▸ WHAT TO PRODUCE:
Copy the following lines verbatim, from the first to the last.
· · · · · · ·
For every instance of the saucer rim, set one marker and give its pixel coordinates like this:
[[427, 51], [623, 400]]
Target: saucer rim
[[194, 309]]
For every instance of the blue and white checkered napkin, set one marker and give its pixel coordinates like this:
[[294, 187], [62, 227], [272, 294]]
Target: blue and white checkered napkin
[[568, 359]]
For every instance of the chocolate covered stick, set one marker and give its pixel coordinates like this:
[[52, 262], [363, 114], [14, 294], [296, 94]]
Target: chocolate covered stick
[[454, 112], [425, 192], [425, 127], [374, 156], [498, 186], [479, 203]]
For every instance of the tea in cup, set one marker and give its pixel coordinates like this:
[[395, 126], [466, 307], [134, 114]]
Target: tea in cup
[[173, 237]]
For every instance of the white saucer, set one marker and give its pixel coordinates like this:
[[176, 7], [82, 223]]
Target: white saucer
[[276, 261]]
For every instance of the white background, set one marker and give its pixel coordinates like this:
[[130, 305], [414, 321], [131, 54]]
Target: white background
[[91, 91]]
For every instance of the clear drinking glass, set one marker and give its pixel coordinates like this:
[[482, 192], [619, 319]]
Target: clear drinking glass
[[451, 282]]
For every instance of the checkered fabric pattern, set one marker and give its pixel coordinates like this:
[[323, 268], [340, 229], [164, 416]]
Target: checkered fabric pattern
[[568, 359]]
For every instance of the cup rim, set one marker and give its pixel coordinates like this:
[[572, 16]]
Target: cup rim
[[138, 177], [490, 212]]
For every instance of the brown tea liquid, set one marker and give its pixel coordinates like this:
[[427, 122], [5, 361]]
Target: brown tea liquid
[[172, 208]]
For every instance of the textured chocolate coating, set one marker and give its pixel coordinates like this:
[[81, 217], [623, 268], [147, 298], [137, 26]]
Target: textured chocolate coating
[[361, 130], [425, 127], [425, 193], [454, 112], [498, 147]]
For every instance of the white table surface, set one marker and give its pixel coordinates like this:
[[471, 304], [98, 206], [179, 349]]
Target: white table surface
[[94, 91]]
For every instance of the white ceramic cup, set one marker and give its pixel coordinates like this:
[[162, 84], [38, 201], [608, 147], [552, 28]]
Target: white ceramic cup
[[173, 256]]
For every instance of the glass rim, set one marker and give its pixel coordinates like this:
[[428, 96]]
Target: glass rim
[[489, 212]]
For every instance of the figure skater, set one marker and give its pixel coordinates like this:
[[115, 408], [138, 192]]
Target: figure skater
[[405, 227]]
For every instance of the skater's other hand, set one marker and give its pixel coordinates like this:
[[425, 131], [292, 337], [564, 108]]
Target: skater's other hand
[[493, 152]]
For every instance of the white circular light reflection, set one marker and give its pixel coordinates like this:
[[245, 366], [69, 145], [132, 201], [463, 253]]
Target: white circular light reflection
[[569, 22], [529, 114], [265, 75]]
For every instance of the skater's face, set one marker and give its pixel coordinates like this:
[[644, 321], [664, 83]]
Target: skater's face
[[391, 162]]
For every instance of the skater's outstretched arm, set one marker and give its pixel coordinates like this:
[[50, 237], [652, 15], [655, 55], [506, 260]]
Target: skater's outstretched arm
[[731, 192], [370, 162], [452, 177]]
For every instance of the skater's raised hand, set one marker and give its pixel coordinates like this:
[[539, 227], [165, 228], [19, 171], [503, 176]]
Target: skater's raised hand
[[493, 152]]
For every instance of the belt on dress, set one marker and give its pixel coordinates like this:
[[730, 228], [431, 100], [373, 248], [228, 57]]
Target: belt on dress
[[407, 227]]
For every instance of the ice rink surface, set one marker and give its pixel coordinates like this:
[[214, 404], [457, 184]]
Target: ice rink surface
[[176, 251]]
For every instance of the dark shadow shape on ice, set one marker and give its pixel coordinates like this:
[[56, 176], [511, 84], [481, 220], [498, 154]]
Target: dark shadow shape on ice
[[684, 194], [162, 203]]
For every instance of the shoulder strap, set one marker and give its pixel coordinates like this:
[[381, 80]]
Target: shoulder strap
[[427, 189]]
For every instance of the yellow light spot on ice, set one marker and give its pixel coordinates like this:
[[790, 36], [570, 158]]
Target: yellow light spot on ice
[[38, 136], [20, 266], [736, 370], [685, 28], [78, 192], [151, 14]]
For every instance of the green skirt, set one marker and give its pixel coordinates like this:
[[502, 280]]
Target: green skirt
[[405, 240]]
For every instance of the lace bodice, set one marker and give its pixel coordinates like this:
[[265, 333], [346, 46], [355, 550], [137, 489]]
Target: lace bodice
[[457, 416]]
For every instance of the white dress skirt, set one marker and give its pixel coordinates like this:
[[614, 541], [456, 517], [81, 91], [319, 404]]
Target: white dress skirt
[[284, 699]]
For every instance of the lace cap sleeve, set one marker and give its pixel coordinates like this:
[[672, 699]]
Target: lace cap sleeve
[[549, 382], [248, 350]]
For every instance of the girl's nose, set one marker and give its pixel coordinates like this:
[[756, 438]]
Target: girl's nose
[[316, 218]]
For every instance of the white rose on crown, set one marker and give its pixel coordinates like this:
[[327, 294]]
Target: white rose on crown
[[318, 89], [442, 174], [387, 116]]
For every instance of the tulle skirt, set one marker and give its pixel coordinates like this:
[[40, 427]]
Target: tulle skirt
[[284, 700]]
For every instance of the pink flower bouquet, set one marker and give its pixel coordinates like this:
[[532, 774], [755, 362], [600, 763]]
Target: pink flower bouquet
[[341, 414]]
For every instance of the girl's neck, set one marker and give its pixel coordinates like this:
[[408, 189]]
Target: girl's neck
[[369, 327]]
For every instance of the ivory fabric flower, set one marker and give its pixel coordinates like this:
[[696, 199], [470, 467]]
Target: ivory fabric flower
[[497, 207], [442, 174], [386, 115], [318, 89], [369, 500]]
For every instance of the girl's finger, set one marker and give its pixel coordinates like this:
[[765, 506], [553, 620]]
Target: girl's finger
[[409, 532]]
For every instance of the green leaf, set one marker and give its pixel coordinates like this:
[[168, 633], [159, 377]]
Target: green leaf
· · · · · · ·
▸ OUTPUT FOR THIS EXERCISE:
For every instance of the saucer rim, set one marker and give its pixel coordinates like this:
[[427, 51], [623, 400]]
Target: saucer rim
[[194, 309]]
For every instance of the blue and white checkered napkin, set one marker and give its pixel coordinates like this:
[[294, 187], [62, 227], [272, 294]]
Target: blue and white checkered napkin
[[568, 359]]
For every instance of the chocolate covered stick, set one marker and give its pixel coordinates like this:
[[52, 262], [363, 114], [14, 294], [296, 94]]
Target: chocolate covered stick
[[454, 112], [425, 192], [425, 127], [374, 156], [498, 186], [479, 203]]
For every instance of the tea in cup, set one marker and give its pixel coordinates like this:
[[395, 126], [466, 307], [134, 114]]
Target: tea in cup
[[173, 237]]
For every instance of the white saucer, set one marker and give its pixel coordinates like this:
[[176, 7], [82, 223]]
Target: white saucer
[[276, 261]]
For every instance of the white background, set one marker and give its pixel coordinates like this:
[[130, 305], [414, 321], [131, 54]]
Target: white background
[[91, 91]]
For every instance of the clear drinking glass, set one marker and give its pixel coordinates like this:
[[482, 192], [619, 319]]
Target: clear drinking glass
[[451, 282]]
For every instance of the checkered fabric pattern, set one marker and give its pixel coordinates like this:
[[323, 268], [340, 229], [164, 416]]
Target: checkered fabric pattern
[[568, 359]]
For every instance of the cup rim, set one marker and give its pixel coordinates like this:
[[572, 16]]
Target: cup rim
[[138, 177], [490, 212]]
For every instance of the brown tea liquid, set one marker and give its pixel coordinates like this:
[[427, 122], [5, 361]]
Target: brown tea liquid
[[172, 208]]
For every instance of the textured chocolate coating, set one marker and give its pixel coordinates like this:
[[81, 217], [623, 268], [147, 298], [137, 26]]
Target: textured chocolate coating
[[361, 130], [425, 127], [425, 193], [454, 112], [498, 147]]
For every instance of the white table surface, set one marker and give its pixel coordinates like this:
[[471, 304], [98, 206], [179, 349]]
Target: white table surface
[[94, 91]]
For every instance of the white ceramic cup, set one marker and give its pixel coordinates like this:
[[162, 84], [38, 201], [608, 147], [552, 28]]
Target: white ceramic cup
[[173, 256]]
For every instance of the glass rim, set one marker and give its pixel coordinates like this:
[[428, 96]]
Target: glass rim
[[489, 212]]
For every instance of the figure skater, set one marker and give its pixel coordinates like this:
[[115, 408], [138, 192]]
Target: figure skater
[[405, 227]]
For every instance of the skater's other hand, set one marker and give its pixel coordinates like this:
[[425, 131], [292, 337], [564, 108]]
Target: skater's other hand
[[493, 152]]
For every instance of the white circular light reflection, set one marker and give its pixel coordinates like this:
[[245, 366], [69, 145], [132, 201], [463, 253]]
Target: white circular light reflection
[[569, 22], [529, 114], [265, 75]]
For every instance of the skater's face, set one marker and give its pixel coordinates like this:
[[644, 321], [664, 83]]
Target: skater's face
[[391, 162]]
For every instance of the skater's outstretched arm, set one marker and give its pixel coordinates like this:
[[50, 237], [652, 15], [655, 55], [506, 260]]
Target: skater's outstretched arm
[[731, 192], [370, 162], [452, 177]]
For every instance of the skater's raised hand, set one marker and give its pixel coordinates like this:
[[539, 227], [165, 228], [19, 171], [503, 176]]
Target: skater's raised hand
[[493, 152]]
For every instance of the belt on dress, set one marker and give its pixel coordinates like this:
[[730, 228], [431, 100], [373, 248], [228, 57]]
Target: belt on dress
[[407, 227]]
For every instance of the ice rink surface, set one marker and give its pixel coordinates like this:
[[214, 404], [457, 184]]
Target: ice rink surface
[[176, 251]]
For every instance of the dark shadow shape on ice, set one marker and give its pixel coordinates like this:
[[56, 176], [511, 84], [481, 220], [498, 154]]
Target: dark shadow shape on ice
[[684, 194], [162, 203]]
For every instance of the shoulder strap, set one marker and give its pixel coordinates like this:
[[381, 80]]
Target: shoulder strap
[[427, 189]]
For every instance of the yellow light spot on ice, set one marker and give its pixel coordinates like this:
[[790, 36], [570, 158]]
Target: yellow light spot on ice
[[38, 136], [20, 266], [736, 370], [685, 28], [78, 192], [151, 14]]
For every instance of the green skirt, set one marker and give its pixel coordinates like this:
[[502, 280]]
Target: green skirt
[[405, 240]]
For every instance of the lace bodice, set one marker and give its pixel coordinates like this:
[[265, 333], [346, 46], [355, 550], [137, 489]]
Target: lace bodice
[[457, 416]]
For every instance of the white dress skirt, set one marker and give its pixel coordinates like this:
[[614, 541], [456, 517], [81, 91], [319, 404]]
Target: white dress skirt
[[284, 699]]
For every instance of the lace cap sleeve, set one marker and give its pixel coordinates like this:
[[672, 699]]
Target: lace cap sleeve
[[549, 382], [248, 350]]
For every instance of the girl's nose, set one marker and give its pixel coordinates like this:
[[756, 438]]
Target: girl's nose
[[316, 218]]
For every instance of the white rose on crown, set one marker and give its pixel coordinates like this:
[[327, 294]]
Target: white rose on crown
[[318, 89], [442, 174], [387, 116]]
For every instance of the tulle skirt, set one marker and give its pixel coordinates like this:
[[40, 427]]
Target: tulle skirt
[[284, 700]]
For every instance of the pink flower bouquet, set one marker and give its pixel coordinates like this:
[[532, 774], [755, 362], [600, 763]]
Target: pink flower bouquet
[[341, 414]]
For every instance of the girl's neck, set one marker and give its pixel coordinates like this:
[[408, 189]]
Target: girl's neck
[[369, 327]]
For every instance of the ivory fabric flower, set one marker and give its pixel coordinates like this:
[[696, 199], [470, 467]]
Target: ivory fabric flower
[[497, 207], [442, 174], [386, 115], [318, 89], [369, 500]]
For every instance of the girl's finger, set one marker and give its pixel coordinates like this:
[[765, 506], [553, 620]]
Target: girl's finger
[[409, 532]]
For every instance of the green leaf, set one marker and give its pixel coordinates like this:
[[168, 633], [159, 377]]
Target: green leaf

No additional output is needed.